The Saga Way
“I marvel at the thousands of lasting foodservice relationships spawned by this single company and wonder if there is a lesson here.”
John Lawn
August 15, 1998, Woodside California—I am looking down at a photo of Otis Tucker, a face I haven’t seen in more than 25 years.
Otis was my boss once, a Saga unit manager at the John Carroll University cafeteria. In my mind’s eye I see him standing with his hands on his hips by the timeclock, watching me and other kitchen help check in ... behind the servery counter, policing the “one student—one dessert” policy ... watching with arms folded, frustrated but stoic, during an end-of-semester food fight.
I am standing in an area called “The Saga Way,” perusing one of several tables stacked high with clippings, scrapbooks, procedure manuals and promotional items that are on display with other memorabilia at the Saga 50th Anniversary Reunion. Looking around,
I marvel at the size of the crowd—more than 650 people have shown up, of all ages and backgrounds, all here to celebrate the founding of a foodservice company that hasn’t even existed since 1986, when it was bought by Marriott Corporation.
Two kids dash by, a third chasing them with one of the souvenir squirt guns handed out at the registration table, and my reverie ends. But around me there are dozens of other people caught up in their own recollections.
The reunion is the brainchild of Bill Laughlin, one of Saga’s three original founders, and it’s being held at The Pond House, his private retreat here in Woodside. Laughlin and co-founder Harry Anderson are somewhere in the crowd, and I see the third partner, Bill Scandling, nearby, having pictures taken with old friends in the pungent shade of the eucalyptus trees here.

=-=-=-=-=

- [GOAL 1]:
Write out everything in the Saga reunion article from "I am standing" down to "by Marriott Corporation.".
The records that come next have no connection to the Saga reunion article.

- [DATASET RECORDS]:
=-=-=-=-=

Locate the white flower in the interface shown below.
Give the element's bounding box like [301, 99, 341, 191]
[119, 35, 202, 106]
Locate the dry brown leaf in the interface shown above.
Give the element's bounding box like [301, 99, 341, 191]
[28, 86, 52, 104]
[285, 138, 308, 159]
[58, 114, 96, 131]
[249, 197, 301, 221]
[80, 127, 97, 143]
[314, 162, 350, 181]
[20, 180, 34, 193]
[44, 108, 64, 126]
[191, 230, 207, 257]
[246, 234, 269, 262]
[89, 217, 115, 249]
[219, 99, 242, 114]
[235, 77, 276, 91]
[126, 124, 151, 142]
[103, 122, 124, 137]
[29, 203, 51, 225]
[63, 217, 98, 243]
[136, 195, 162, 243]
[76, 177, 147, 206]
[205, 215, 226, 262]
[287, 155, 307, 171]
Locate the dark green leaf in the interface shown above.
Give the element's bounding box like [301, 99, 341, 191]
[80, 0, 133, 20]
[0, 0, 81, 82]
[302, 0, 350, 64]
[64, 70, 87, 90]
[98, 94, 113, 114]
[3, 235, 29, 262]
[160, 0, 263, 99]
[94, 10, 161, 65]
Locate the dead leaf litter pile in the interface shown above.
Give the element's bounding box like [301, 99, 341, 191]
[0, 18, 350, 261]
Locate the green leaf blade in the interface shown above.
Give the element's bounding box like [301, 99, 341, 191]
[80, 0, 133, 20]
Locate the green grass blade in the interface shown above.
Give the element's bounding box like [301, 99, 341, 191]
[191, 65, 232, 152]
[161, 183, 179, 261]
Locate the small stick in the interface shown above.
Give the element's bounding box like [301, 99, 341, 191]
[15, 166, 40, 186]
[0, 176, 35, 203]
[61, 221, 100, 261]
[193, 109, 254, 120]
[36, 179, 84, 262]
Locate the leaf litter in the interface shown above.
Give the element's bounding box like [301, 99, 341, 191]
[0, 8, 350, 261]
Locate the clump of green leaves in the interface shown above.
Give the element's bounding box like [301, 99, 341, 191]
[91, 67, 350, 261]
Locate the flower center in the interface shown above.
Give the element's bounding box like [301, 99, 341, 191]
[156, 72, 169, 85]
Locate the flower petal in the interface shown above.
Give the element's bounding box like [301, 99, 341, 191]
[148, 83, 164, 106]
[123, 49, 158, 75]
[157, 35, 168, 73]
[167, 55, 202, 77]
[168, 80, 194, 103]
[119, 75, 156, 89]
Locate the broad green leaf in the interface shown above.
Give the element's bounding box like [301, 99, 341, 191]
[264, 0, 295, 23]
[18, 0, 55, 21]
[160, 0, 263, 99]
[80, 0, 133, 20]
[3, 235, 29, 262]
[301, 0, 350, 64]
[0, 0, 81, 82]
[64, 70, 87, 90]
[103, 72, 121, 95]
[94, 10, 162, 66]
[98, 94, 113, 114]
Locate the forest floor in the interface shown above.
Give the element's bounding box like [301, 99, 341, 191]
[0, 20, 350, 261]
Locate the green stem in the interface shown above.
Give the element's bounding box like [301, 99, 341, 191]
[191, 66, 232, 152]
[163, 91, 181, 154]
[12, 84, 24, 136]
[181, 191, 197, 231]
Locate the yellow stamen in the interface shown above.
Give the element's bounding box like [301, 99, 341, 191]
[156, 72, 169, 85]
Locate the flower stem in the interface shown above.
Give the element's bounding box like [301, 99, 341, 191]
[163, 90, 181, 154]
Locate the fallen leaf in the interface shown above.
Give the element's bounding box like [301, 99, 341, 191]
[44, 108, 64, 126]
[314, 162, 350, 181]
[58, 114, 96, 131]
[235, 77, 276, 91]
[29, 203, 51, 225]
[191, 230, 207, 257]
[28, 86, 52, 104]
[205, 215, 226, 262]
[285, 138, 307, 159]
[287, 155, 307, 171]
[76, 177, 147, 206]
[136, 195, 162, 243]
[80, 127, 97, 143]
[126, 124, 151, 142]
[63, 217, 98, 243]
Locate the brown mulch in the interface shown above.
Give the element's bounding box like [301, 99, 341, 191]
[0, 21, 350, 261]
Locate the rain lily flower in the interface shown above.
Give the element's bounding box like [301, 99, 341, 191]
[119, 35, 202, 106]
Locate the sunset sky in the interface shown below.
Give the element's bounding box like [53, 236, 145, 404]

=-=-=-=-=

- [GOAL 2]:
In the records, replace "Locate" with "Find" in everything from the line containing "Locate the rain" down to the end of the records. Return only those lines, with everything else unchanged.

- [CORRECT ANSWER 1]:
I am standing in an area called “The Saga Way,” perusing one of several tables stacked high with clippings, scrapbooks, procedure manuals and promotional items that are on display with other memorabilia at the Saga 50th Anniversary Reunion. Looking around,
I marvel at the size of the crowd—more than 650 people have shown up, of all ages and backgrounds, all here to celebrate the founding of a foodservice company that hasn’t even existed since 1986, when it was bought by Marriott Corporation.

- [CORRECT ANSWER 2]:
Find the rain lily flower in the interface shown above.
Give the element's bounding box like [301, 99, 341, 191]
[119, 35, 202, 106]
Find the sunset sky in the interface shown below.
Give the element's bounding box like [53, 236, 145, 404]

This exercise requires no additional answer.